** Recorded information **
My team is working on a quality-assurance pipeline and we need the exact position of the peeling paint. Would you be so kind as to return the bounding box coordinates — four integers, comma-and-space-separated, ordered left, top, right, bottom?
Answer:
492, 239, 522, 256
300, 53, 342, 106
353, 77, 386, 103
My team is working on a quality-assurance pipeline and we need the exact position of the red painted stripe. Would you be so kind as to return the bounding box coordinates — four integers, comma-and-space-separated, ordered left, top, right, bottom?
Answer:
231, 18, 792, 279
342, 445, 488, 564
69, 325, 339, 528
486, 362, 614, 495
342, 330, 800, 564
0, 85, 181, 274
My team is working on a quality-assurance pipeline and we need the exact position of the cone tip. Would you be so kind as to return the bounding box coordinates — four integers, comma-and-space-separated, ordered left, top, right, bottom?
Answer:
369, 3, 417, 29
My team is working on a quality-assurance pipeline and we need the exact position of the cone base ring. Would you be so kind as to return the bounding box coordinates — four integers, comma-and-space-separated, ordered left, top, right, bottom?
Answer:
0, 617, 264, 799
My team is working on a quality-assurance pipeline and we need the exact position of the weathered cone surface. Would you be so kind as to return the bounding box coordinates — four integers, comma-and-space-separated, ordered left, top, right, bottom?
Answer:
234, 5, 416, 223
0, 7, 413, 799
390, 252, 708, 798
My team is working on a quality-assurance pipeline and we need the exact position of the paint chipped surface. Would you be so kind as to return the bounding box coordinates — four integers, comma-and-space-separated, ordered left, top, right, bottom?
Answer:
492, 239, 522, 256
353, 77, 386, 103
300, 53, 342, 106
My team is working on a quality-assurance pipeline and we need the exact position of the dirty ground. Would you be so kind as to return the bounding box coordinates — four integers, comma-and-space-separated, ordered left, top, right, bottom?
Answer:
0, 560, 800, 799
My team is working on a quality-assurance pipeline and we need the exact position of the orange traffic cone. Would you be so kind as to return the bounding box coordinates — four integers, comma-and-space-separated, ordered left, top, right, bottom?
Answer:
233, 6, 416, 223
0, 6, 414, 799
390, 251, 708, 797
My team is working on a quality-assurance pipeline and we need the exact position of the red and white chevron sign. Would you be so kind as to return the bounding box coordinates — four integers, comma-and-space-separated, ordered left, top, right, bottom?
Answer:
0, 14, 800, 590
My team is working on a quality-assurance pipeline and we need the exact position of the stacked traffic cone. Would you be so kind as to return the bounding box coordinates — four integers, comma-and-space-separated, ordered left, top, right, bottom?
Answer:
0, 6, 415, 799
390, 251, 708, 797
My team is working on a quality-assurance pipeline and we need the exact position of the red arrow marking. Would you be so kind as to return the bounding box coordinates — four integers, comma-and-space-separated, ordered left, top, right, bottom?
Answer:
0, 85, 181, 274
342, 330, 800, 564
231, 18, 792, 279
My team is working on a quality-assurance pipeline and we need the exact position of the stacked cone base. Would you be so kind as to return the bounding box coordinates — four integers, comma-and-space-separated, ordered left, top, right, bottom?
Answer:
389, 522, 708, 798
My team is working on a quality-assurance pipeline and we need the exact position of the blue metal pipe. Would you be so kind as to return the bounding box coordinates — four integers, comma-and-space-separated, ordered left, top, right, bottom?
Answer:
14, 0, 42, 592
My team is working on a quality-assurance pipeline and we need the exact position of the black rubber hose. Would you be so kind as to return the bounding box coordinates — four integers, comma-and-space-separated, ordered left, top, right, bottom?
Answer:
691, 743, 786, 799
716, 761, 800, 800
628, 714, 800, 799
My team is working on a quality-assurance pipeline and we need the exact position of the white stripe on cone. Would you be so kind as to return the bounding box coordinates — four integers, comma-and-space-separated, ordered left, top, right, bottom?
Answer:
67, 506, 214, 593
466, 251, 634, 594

** Exercise **
Reproduce the part of the records that opens with the line containing "of the black" and closes with the end of the records, swapping "rubber" for "vinyl" and leaving all else unchanged.

** Solution for this problem **
My team is working on a quality-assurance pipeline and we need the exact position of the black vinyl hose. Would you be so kind as to return the bounding box coordinates — four integers, comma-and-space-separated, ordered left, top, right, bottom?
Answer:
691, 743, 786, 799
716, 761, 800, 800
628, 714, 800, 799
My team is working on a quality-assurance pipeline and we need the exact position of the white stripe on cone. Would you be so kind as to return the bounding box coordinates — four integers, comma-and-space-separated, ordered left, top, right, bottom?
Answer:
67, 506, 214, 593
466, 251, 634, 594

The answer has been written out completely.